**BRIEF 1**
Copy the passage of the article on real estate agents between "They rose to" and "most popular shows.", inclusive.
**BRIEF 2**
Answer these questions from the article on real estate agents.
(a) Who once owned the estate where the crowd gathered?
(b) Who won the "Stratospheric Sale of the Year" award?
(c) In what year did "Selling Sunset" premiere?

**PAGE EXCERPT**
[Start of section]

LOS ANGELES — The crowd began gathering at 5 p.m., into the movie-perfect backyard of a 1920s Spanish-style Los Angeles estate once owned by Madonna. The air was so soft and eucalyptus-scented that you could wrap yourself in it. Glasses clinked. The pool glinted in the slinking sun. In the Santa Monica Mountains above, the Hollywood sign gleamed like a row of perfectly capped teeth.
Into that golden light stepped Mauricio Umansky, fresh off his debut the night before on “Dancing With the Stars.” He made his way to a crystal lectern and began cracking jokes for the attendees, who were there for a star-studded awards show.
Unlike the Oscars or the Golden Globes, these awards didn’t go to actors, directors or screenwriters. They went to real estate agents, crowned in categories such as “Stratospheric Sale of the Year.” (The winner of that award was Kurt Rappaport, who represented Beyoncé and Jay-Z as they closed on a $190 million Malibu pad last May.) As a real estate broker with two seasons of “Buying Beverly Hills” and 13 seasons as a real husband on “The Real Housewives of Beverly Hills” under his belt, Umansky was the consummate emcee for the evening’s Power Broker Awards.
Celebrity has transfixed the real estate world. Agents in markets such as Los Angeles and New York chase stardom as fervently as they chase deals.
They rose to glitzy heights during the pandemic, floating into living rooms on shows such as “Million Dollar Listing,” “Million Dollar Beach House” and “Buying Beverly Hills.” Captive audiences watched agents rake in six-figure commissions and wrangle personal dramas as they listed, bought and sold some of America’s most eye-popping real estate. “Selling Sunset,” in which an ensemble cast of couture-clad agents bickers and bids in 6-inch heels, premiered in 2019 and quickly became one of Netflix’s most popular shows.
The agents now have true staying power, fueled by viewers’ insatiable desire for reality television content and the escapism of peeking at properties they could never afford to own.

[End of section]

Point localization data:
[Start of section]

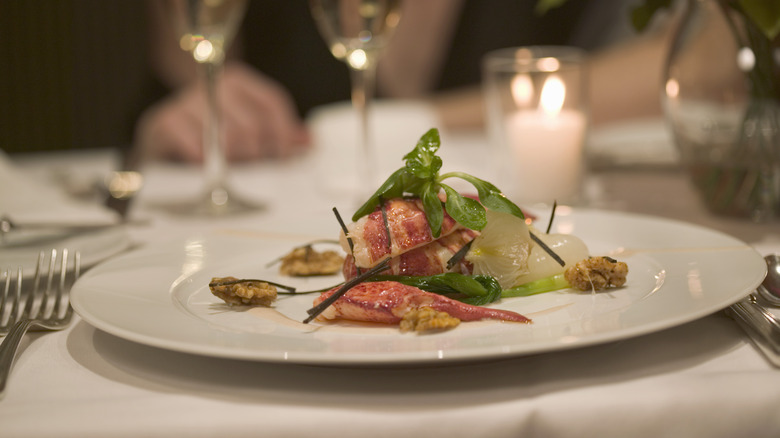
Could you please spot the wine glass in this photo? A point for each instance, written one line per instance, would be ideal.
(356, 31)
(206, 29)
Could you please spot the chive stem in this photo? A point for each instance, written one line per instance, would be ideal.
(319, 308)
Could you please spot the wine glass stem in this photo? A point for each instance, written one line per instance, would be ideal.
(214, 163)
(363, 82)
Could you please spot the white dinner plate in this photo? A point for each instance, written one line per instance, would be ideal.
(159, 296)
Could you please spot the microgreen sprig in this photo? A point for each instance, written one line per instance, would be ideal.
(420, 177)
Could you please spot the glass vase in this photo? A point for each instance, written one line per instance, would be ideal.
(722, 101)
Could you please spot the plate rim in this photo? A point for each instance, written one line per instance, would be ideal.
(399, 358)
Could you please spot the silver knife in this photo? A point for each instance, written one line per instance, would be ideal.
(761, 326)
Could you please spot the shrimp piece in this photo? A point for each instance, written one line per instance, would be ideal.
(408, 229)
(430, 259)
(388, 301)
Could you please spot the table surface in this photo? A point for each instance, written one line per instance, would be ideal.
(703, 378)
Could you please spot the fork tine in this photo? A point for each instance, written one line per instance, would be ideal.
(43, 308)
(9, 302)
(29, 303)
(62, 299)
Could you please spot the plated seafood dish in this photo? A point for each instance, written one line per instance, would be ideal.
(423, 256)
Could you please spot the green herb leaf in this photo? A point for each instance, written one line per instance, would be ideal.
(432, 207)
(547, 284)
(392, 187)
(489, 195)
(466, 211)
(420, 177)
(422, 161)
(476, 290)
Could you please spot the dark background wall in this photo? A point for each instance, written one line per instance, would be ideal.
(73, 73)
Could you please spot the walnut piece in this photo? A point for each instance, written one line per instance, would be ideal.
(253, 293)
(597, 273)
(305, 261)
(426, 319)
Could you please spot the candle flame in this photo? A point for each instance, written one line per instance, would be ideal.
(553, 95)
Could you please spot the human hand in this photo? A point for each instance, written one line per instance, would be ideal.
(258, 119)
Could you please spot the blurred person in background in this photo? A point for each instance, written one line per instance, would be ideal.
(78, 72)
(280, 68)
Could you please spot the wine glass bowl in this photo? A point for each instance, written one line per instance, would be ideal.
(356, 31)
(206, 29)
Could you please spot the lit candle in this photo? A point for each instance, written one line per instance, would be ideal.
(546, 144)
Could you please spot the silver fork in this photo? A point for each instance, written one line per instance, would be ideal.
(46, 306)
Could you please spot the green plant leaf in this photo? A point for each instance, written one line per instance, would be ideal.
(476, 290)
(489, 195)
(433, 209)
(392, 187)
(465, 211)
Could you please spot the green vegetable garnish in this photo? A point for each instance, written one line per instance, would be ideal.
(476, 290)
(547, 284)
(420, 177)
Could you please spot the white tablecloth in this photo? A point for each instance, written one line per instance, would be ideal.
(701, 379)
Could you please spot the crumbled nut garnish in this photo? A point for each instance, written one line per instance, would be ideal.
(426, 319)
(254, 293)
(597, 273)
(305, 261)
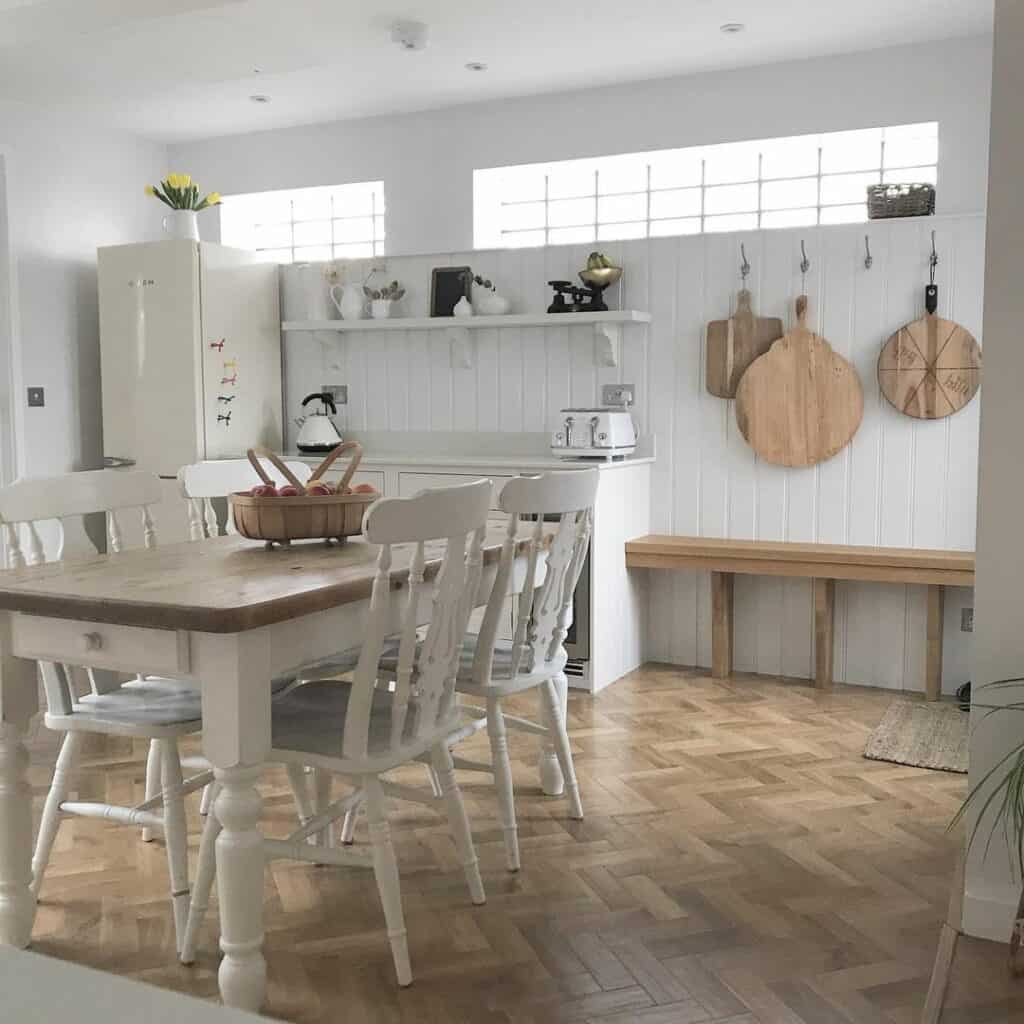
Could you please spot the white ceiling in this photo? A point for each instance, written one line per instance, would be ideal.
(184, 69)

[End of section]

**TASK RESPONSE 1**
They rose to glitzy heights during the pandemic, floating into living rooms on shows such as “Million Dollar Listing,” “Million Dollar Beach House” and “Buying Beverly Hills.” Captive audiences watched agents rake in six-figure commissions and wrangle personal dramas as they listed, bought and sold some of America’s most eye-popping real estate. “Selling Sunset,” in which an ensemble cast of couture-clad agents bickers and bids in 6-inch heels, premiered in 2019 and quickly became one of Netflix’s most popular shows.

**TASK RESPONSE 2**
(a) Madonna
(b) Kurt Rappaport
(c) 2019